• **WHAT THIS TASK INVOLVES**
Retype the whole listing below without changing a single word, and leave the pictures out.

::: INPUT ROWS :::

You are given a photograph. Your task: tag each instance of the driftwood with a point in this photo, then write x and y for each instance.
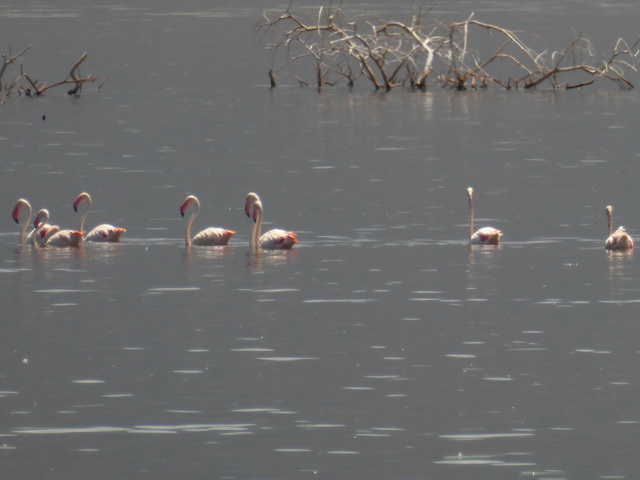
(26, 84)
(462, 55)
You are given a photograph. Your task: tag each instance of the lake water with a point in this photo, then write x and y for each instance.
(382, 346)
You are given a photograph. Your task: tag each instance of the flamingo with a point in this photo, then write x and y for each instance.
(484, 235)
(59, 238)
(208, 236)
(618, 240)
(20, 204)
(275, 239)
(102, 233)
(41, 227)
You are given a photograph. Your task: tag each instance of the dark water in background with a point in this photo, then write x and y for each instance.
(382, 346)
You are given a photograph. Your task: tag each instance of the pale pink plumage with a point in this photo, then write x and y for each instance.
(275, 239)
(61, 238)
(101, 233)
(484, 235)
(618, 240)
(208, 236)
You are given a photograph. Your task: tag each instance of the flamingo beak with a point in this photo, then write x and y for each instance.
(14, 215)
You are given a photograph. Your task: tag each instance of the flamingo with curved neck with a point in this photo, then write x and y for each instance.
(618, 240)
(41, 228)
(208, 236)
(275, 239)
(101, 233)
(20, 204)
(484, 235)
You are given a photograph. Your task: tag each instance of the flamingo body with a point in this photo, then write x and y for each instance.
(105, 233)
(618, 240)
(484, 235)
(101, 233)
(275, 239)
(208, 236)
(61, 238)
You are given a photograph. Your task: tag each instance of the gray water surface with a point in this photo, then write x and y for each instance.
(382, 346)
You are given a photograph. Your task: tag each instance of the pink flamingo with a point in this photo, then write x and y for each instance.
(101, 233)
(41, 226)
(20, 204)
(275, 239)
(60, 238)
(618, 240)
(485, 235)
(208, 236)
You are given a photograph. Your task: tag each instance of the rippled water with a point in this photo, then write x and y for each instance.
(382, 346)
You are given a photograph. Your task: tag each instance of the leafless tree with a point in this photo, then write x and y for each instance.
(26, 84)
(462, 55)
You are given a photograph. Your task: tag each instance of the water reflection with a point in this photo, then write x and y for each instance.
(483, 262)
(619, 265)
(211, 252)
(256, 259)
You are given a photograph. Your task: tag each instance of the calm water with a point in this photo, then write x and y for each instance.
(382, 347)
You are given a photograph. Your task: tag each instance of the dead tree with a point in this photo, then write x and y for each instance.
(463, 55)
(26, 84)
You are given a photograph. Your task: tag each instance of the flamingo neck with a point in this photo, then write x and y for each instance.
(187, 233)
(85, 214)
(23, 232)
(257, 228)
(470, 217)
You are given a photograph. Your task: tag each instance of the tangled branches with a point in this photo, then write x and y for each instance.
(27, 85)
(463, 55)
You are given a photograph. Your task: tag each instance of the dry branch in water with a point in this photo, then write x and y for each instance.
(462, 55)
(27, 85)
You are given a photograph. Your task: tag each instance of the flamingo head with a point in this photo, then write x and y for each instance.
(83, 197)
(188, 201)
(249, 201)
(257, 210)
(16, 210)
(41, 218)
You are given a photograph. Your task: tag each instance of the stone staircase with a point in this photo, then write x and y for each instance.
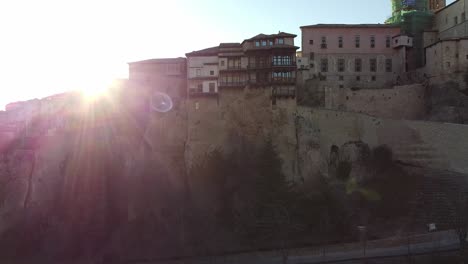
(419, 154)
(436, 195)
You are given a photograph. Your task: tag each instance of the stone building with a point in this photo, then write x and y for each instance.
(202, 72)
(446, 45)
(242, 94)
(261, 61)
(163, 75)
(354, 56)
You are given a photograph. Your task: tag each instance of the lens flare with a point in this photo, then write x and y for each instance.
(161, 102)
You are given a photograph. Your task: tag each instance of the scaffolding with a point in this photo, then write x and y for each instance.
(413, 17)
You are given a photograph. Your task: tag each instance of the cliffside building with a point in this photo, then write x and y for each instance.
(163, 75)
(264, 61)
(446, 44)
(347, 56)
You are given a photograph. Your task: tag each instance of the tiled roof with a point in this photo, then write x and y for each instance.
(350, 26)
(229, 45)
(161, 61)
(280, 34)
(213, 51)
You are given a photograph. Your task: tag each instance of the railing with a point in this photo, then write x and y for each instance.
(259, 66)
(290, 81)
(231, 84)
(284, 80)
(234, 67)
(284, 92)
(271, 64)
(291, 64)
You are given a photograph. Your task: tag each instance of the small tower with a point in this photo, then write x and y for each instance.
(435, 5)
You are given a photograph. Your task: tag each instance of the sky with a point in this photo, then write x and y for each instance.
(48, 47)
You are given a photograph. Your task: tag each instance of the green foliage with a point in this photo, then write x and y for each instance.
(343, 170)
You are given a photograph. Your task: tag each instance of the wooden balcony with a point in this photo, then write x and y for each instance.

:::

• **IN RESPONSE**
You are given a photograph. Your task: tag each instance of the driftwood with a point in this photo, then write x and y for each instance.
(26, 84)
(462, 55)
You are given a photograph. Your task: tag each instance of the lake water with a point in this photo, then write x and y for each instance.
(382, 346)
You are given a photograph. Your task: tag each instance of the flamingo with a point in this photo, then write x and y for each instance.
(484, 235)
(59, 238)
(208, 236)
(618, 240)
(20, 204)
(275, 239)
(102, 233)
(41, 227)
You are given a photograph. Your task: tag each instance of the dark water in background with a point in this photo, then write x and y for each instance.
(382, 346)
You are given a photograph. Your task: tag each instance of the pale pink plumage with a point in this photo, then write x and y for each instance.
(275, 239)
(61, 238)
(101, 233)
(484, 235)
(618, 240)
(208, 236)
You are given a photograph. Your task: tag each instance of the flamingo beak with a point in this photo, then write x and y for each instance.
(14, 215)
You are given a photograph. Your task: tag each instance of the flamingo with curved neck with a point in this photo, then write x and y for each instance.
(618, 240)
(41, 228)
(208, 236)
(275, 239)
(101, 233)
(20, 204)
(484, 235)
You are given a photograph. Your task: tag each instance of the flamingo body with a point in this photo, then write x and y for each instance.
(105, 233)
(618, 240)
(484, 235)
(101, 233)
(275, 239)
(208, 236)
(61, 238)
You are given a photograph. Your task: tag each instance of the gray water surface with a point in this photo, then write x and y for each instance.
(382, 346)
You are given a photograph. Your task: tag each instance of the pink flamingo with a point in this photo, then write x and y for each instance.
(101, 233)
(41, 226)
(20, 204)
(275, 239)
(60, 238)
(618, 240)
(485, 235)
(208, 236)
You are given a photograph. Your task: tag each instance of the rippled water with a point in this photo, then write x and y for each instance.
(382, 346)
You are given a photograph. Your task: tag each instance of the leafless tree with a point in this photo, then write x and y for each instance.
(26, 84)
(462, 55)
You are given a photograph. Your task: tag each instance of the water reflection with a point in this photo, then write x and y for each instance.
(483, 262)
(619, 265)
(211, 252)
(256, 259)
You are given a photograph. Your task: tag each instance of the calm water with a point in this photo, then write x and y for each instance.
(382, 347)
You are given a photograph. Your task: tag each instance of the dead tree with a point in this photo, then write x and y for each instance.
(463, 55)
(26, 84)
You are given a photograph. Your task: tag each instance of the flamingo neck with a point in this photo, then write x and y for each instance.
(187, 233)
(85, 214)
(23, 232)
(257, 228)
(470, 217)
You are given a photograph. Your task: tag each instance of the tangled branches with a point in this photo, then write x and y for each instance.
(27, 85)
(463, 55)
You are given a photograph. Your task: tag each instance of the dry branch in water with a point in this photo, then write x and y for each instance.
(462, 55)
(27, 85)
You are given a photograph. Your task: tag each instance of the flamingo head with a point in this photo, then write x and y for each instance.
(83, 197)
(188, 201)
(249, 201)
(257, 210)
(16, 210)
(41, 218)
You are given a photograph. Your task: tag each instance of the stone staircase with a point in this photo, then write x and y for each instance.
(419, 154)
(436, 195)
You are given a photograph. Your task: tag each instance of the stone building with a point in this photo, then write x and y for each instance.
(202, 72)
(446, 45)
(242, 94)
(261, 61)
(163, 75)
(354, 56)
You are given a photograph. Your task: tag each instance of the lens flare with a point in this photo, then write x and y for each instance.
(161, 102)
You are given a photograph. Your task: tag each instance of the scaffolding with a point in this photo, then write x and y for each instance.
(413, 17)
You are given a photograph. Your task: tag each instance of the cliffside building with a point in this photo, then write x and y for each instance.
(163, 75)
(264, 61)
(446, 44)
(347, 56)
You are given a photograph. Your task: tag each instance of the tiled roof with a point in this photo, then write x and y for each instance.
(350, 26)
(229, 45)
(161, 61)
(280, 34)
(213, 51)
You are given a photograph. Your task: tag each instance of the railing with a point in this photo, then write x and y for each instance.
(259, 66)
(290, 81)
(231, 84)
(284, 80)
(234, 67)
(284, 92)
(271, 64)
(291, 64)
You are given a photograph. Your task: tag each instance of the small tower with a point in this photo, then write x and y for each instance.
(435, 5)
You are given a photograph. Your task: tag each instance of the sky with a point in this photo, then write x and y for each instance.
(48, 47)
You are given a photograph. Your task: tag each instance of the green foliage with a point in this photo, then write x and y for each instance.
(343, 170)
You are given a photograph. Your task: tag each instance of the wooden balcony with a point in this photo, then write x and y for each instance.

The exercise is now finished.